Dataset extract:
= = = = = = =

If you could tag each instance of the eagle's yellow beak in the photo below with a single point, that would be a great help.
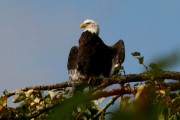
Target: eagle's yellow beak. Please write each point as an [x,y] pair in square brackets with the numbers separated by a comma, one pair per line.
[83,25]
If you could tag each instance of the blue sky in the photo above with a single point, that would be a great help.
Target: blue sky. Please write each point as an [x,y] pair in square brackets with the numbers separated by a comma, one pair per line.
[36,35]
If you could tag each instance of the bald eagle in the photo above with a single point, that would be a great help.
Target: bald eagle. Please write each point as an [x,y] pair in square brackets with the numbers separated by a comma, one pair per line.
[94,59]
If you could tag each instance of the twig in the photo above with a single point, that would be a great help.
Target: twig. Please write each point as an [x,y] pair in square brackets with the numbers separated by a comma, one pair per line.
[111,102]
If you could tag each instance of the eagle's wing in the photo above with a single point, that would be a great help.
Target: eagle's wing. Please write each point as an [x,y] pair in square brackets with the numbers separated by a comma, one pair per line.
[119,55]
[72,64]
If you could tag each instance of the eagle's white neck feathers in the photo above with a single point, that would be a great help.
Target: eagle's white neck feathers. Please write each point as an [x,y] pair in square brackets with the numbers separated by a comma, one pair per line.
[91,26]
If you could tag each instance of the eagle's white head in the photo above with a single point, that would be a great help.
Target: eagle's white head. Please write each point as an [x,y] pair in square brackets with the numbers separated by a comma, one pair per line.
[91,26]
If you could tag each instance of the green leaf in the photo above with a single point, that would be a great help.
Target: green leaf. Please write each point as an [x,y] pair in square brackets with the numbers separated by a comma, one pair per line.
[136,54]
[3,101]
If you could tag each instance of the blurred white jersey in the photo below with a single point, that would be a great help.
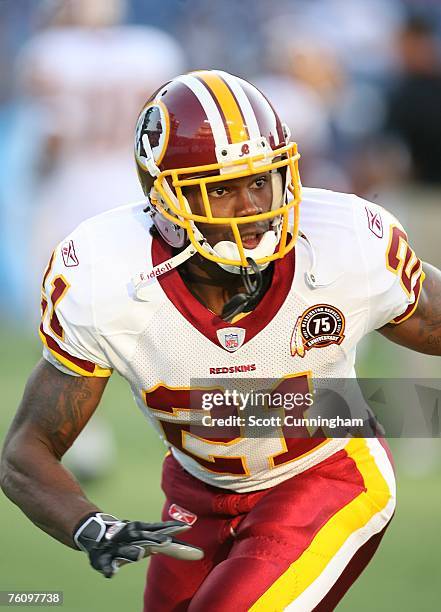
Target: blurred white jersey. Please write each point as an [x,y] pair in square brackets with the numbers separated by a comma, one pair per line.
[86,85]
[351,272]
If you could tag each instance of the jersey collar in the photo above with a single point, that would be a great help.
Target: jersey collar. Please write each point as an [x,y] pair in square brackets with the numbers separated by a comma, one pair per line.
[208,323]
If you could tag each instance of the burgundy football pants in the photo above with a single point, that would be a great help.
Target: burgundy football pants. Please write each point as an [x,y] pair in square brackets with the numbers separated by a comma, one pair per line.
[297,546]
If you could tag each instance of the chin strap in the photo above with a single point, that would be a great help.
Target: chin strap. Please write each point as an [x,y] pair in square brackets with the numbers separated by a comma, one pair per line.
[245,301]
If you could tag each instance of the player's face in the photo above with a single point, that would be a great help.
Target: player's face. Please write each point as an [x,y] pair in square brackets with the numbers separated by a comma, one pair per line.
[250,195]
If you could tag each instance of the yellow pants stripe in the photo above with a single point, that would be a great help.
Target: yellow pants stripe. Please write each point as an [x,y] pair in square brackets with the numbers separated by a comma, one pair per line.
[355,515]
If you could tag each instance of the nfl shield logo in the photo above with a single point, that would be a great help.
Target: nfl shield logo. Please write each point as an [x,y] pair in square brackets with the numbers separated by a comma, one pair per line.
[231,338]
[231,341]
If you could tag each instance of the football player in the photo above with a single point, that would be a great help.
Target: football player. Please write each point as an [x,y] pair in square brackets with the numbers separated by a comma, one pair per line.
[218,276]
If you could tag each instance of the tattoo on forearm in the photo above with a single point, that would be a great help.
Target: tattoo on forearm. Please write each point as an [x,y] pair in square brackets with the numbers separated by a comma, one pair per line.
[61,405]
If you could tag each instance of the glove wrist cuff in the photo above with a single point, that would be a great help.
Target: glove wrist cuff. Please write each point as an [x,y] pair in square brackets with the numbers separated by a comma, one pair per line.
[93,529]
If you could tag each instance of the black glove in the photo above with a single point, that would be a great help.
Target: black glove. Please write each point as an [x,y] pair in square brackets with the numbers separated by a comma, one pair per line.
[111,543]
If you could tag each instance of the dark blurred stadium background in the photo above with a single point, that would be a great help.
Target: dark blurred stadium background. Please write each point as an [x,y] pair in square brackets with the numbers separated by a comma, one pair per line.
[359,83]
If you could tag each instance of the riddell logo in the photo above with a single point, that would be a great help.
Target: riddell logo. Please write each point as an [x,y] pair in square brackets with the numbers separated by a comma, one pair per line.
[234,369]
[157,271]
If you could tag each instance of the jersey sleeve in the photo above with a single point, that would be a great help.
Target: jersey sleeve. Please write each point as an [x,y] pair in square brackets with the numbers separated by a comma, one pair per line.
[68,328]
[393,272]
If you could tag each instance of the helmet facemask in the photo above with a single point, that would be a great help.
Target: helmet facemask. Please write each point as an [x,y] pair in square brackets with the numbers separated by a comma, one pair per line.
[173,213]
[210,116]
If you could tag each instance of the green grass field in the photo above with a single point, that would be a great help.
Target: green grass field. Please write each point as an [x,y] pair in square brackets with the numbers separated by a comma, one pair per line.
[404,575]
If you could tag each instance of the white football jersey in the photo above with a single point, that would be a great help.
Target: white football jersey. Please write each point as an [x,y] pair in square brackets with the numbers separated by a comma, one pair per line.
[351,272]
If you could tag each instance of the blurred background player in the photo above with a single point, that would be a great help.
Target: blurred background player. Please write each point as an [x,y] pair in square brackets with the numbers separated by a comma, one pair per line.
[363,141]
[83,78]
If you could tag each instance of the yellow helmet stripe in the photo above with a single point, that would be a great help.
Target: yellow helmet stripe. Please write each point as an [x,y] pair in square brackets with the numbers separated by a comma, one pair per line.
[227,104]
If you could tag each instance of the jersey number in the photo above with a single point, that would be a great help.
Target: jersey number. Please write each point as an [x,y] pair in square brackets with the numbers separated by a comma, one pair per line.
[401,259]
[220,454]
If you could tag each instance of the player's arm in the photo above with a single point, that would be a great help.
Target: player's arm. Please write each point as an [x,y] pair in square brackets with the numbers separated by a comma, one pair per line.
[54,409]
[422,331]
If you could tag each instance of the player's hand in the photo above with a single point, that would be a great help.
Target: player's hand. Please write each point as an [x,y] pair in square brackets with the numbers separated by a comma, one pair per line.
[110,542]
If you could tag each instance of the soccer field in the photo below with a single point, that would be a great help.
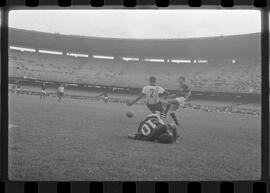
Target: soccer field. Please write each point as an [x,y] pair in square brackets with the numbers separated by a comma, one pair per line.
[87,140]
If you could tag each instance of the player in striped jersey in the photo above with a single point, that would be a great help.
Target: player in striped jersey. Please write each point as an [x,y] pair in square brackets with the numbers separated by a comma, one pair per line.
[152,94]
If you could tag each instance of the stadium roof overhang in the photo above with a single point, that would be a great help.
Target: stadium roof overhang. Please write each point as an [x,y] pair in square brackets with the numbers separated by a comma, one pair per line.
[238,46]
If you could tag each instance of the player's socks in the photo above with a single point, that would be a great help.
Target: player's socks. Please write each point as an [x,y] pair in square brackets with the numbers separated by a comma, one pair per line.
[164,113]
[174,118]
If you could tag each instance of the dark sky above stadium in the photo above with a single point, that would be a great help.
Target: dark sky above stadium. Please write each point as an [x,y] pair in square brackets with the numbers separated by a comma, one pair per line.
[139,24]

= = = = = = =

Problem description:
Repeat every record above exactly, but leave out any pictures.

Right answer:
If you could tag each instance of the eagle's yellow beak in the photo below with a single point, that would be a great help.
Target: eagle's yellow beak. Please write each point as an [x,y] pair in square brackets with the numbers separated by a comma, one pair per line.
[83,25]
If you could tag each instance of the blue sky in the photo above with a single point, that would be a great help.
Target: blue sky. Please write each point as an [x,y] pair in square brackets with the numbers separated by a comma, one pair per line.
[36,35]
If you could tag each instance of the bald eagle in the photo above with a single point, that would be a great help.
Target: bald eagle. Please write each point as an [x,y] pair in square brackets with the numbers separated by a comma, one pair per line.
[94,59]
If you could tag each instance of the twig in the photo above with a single point, that would be a great help.
Target: twig. Please write each point as an [x,y] pair in square brackets with the numbers separated by a comma, one pair per line.
[111,102]
If you could tag each instance of the eagle's wing in the photo above with a single point, that would be a great help.
Target: eagle's wing. Please write each point as an [x,y] pair in square brackets with the numbers separated by a comma, one pair per line.
[119,55]
[72,64]
If you could tag each instance of the eagle's white neck feathers in the photo above with a single point, that would be a great help.
Target: eagle's white neck feathers. Please write each point as an [x,y] pair in square brackets with the numbers separated by a comma, one pair per line.
[91,26]
If you could tag each instance of the eagle's white head in the photo above with a single point, that would be a great help.
Target: eagle's white head. Please write each point as an [x,y] pair in square brackets with the numbers separated by a comma, one pair per line.
[91,26]
If you could tag each instance of the green leaf in the photo above with a single point, that would be a great help.
Target: green leaf. Please write each point as an [x,y] pair in square brackets with the numbers separated by a comma, one pair per line.
[136,54]
[3,101]
If you could tag each instance of the blurred white jersey in the photo below with a single point, that would be a great help.
Target: blurred white jersey. Please write each point as an [x,y] pair in square brackets with the numbers separated by a comma, one pair per line.
[86,85]
[351,272]
If you could tag each instance of the jersey collar in the photo above with a single point, that would be a great help.
Target: jersey collar. Please write each point as an [x,y] pair in square brackets with the numbers separated by a comma, one pair per line.
[208,323]
If you could tag each instance of the burgundy football pants in the photo above with a single point, that would be a great help.
Target: burgundy football pants. Please write each point as an [x,y] pair in square brackets with the numbers separated by a comma, one pair per line.
[297,546]
If you could tag each instance of the chin strap in the photo above with a single point, that would be a great help.
Target: chin strap. Please write each point as an [x,y] pair in square brackets with the numbers separated by a comma, one pair per line.
[245,301]
If you could tag each instance of the player's face in the photo above with a single point, that would be a great help.
Target: player's face. Please write each point as an [x,y] pair in square brackets with the numbers separated by a comma, one pair per line.
[250,195]
If you could tag each instance of the yellow pants stripe in the photo above with a single point, that would be a great help.
Target: yellow pants stripe. Please write each point as an [x,y] pair in square brackets with the numbers separated by a comma, one pair per line.
[355,515]
If you could tag each instance of the nfl shield logo in the photo above with a single point, that would be a great help.
Target: nfl shield logo. Please write each point as an [x,y] pair in square brackets with the numbers separated by a comma, one pair per line.
[231,338]
[231,341]
If you could tag each instance of the football player in the photo above with a single point, that would be a great help.
Target: football player. Please write each point as an [x,y] pair in square brackets with the numbers separated by a comma, one pair per line.
[218,276]
If you could tag each instance of the tattoo on forearm in the photo above with a single point, that would be a great help.
Target: tattoo on forearm. Please write each point as an [x,y] pair in square brackets with the numbers separated by a comma, one pair per line.
[61,405]
If you could tag each instance of the glove wrist cuff in the photo above with a single point, that would be a great help.
Target: glove wrist cuff. Please write each point as an [x,y] pair in square brackets with the numbers separated by a comma, one pair per line.
[93,529]
If you could tag each instance of the black glove in the photo above with a single point, that would be a great help.
Target: black glove. Please write each point as an [x,y] pair in square brackets with the numbers separated by a comma, one pair per line.
[111,543]
If you could tag each instance of the dark blurred stadium background in the photo above with a single point, that would be a great help.
Target: dark blurred stadium background. Please write each point as an [x,y] pair in square brackets with the numbers separated by a comma, one pair per line.
[359,83]
If you could tag each instance of the riddell logo in the photo above with a single point, that would be a great help.
Target: riddell logo. Please write each point as an [x,y] pair in square brackets with the numbers separated by a comma, one pair per line.
[234,369]
[157,271]
If you could tag each instance of the jersey sleeve in the photo above with a single point, that would be a great help.
Target: jersey sleeve. Please write each point as an [x,y] pair in square brackets with the numbers separated by a comma, one pair per line.
[68,328]
[393,272]
If you could tag each instance of the helmet facemask in the photo above with a single point, that would be a great help.
Target: helmet facemask. Please write each point as an [x,y] pair in square brackets with the numbers separated by a comma, one pair per line.
[173,213]
[210,116]
If you could tag each instance of the green grass field in the photo above with a single point, that would be a great help.
Target: green grass field. Please write each point as an [x,y] pair in square brackets with the numbers separated by a comma, one pair per line.
[404,575]
If you could tag each instance of the white football jersey in the photo above with a single point, that would be a great help.
Target: white football jersey. Please write each point as an [x,y] pair in square brackets with the numbers separated by a comma, one pair per line.
[351,272]
If you could tag each instance of the blurred background player in the photo above with a single point, that would be a great help.
Target: blurred background player. Please write each point as an [x,y] pair in square brackets with the numbers separated by a comma, one pair per line.
[363,141]
[83,78]
If you could tag each instance of the yellow helmet stripe in the photo above with a single point, that would be a great help.
Target: yellow helmet stripe. Please write each point as an [x,y] pair in square brackets with the numbers separated by a comma, one pair per line.
[227,104]
If you could tag each instance of the jersey number in the photo above with a single point, that would be a great help.
Target: jersey number. Please write each point as an [x,y] pair in square brackets with the numbers separated by a comma, one pair per line.
[401,259]
[220,454]
If you could tag each instance of the player's arm in the photo above with a single point, that would be a great help.
Target: player's arm. Please write each point as an [x,y] pair in square brackets with the numbers separated by a comma, one pair per line.
[54,409]
[422,331]
If you could tag each instance of the player's hand in the photo above with a single point, that would be a great help.
Target: player's hand. Please write each point as an [x,y] pair in square brackets with the numbers separated by a comma, one pair per line.
[110,542]
If you could tag each instance of the soccer field in the photo below with a single point, that would be a great help.
Target: soccer field. Please write each point as an [x,y] pair in square brackets with the numbers separated by a comma, one pair per line.
[87,140]
If you could tag each instance of the player in striped jersey in the photo above with a single point, that would be a great help.
Target: player in striped jersey. Please write each point as an [x,y] pair in square brackets with the numbers separated by a comma, one pair per line.
[152,94]
If you could tag each instance of the stadium roof overhang in the photo above with a single point, that would be a great help.
Target: stadium roof overhang. Please write each point as an [x,y] pair in square brackets with the numbers separated by a comma, one pair per line.
[238,46]
If you could tag each instance of the player's socks in the photo above with a single point, that would be a great help.
Target: player's socks. Please write each point as an [x,y] pair in square brackets with the numbers separated by a comma, one pair per line.
[164,113]
[174,118]
If you could tag each instance of the dark sky above stadium in the photo above with a single point, that would be a great help.
Target: dark sky above stadium. Please write each point as an [x,y] pair in square brackets with the numbers separated by a comma, one pair per line.
[139,24]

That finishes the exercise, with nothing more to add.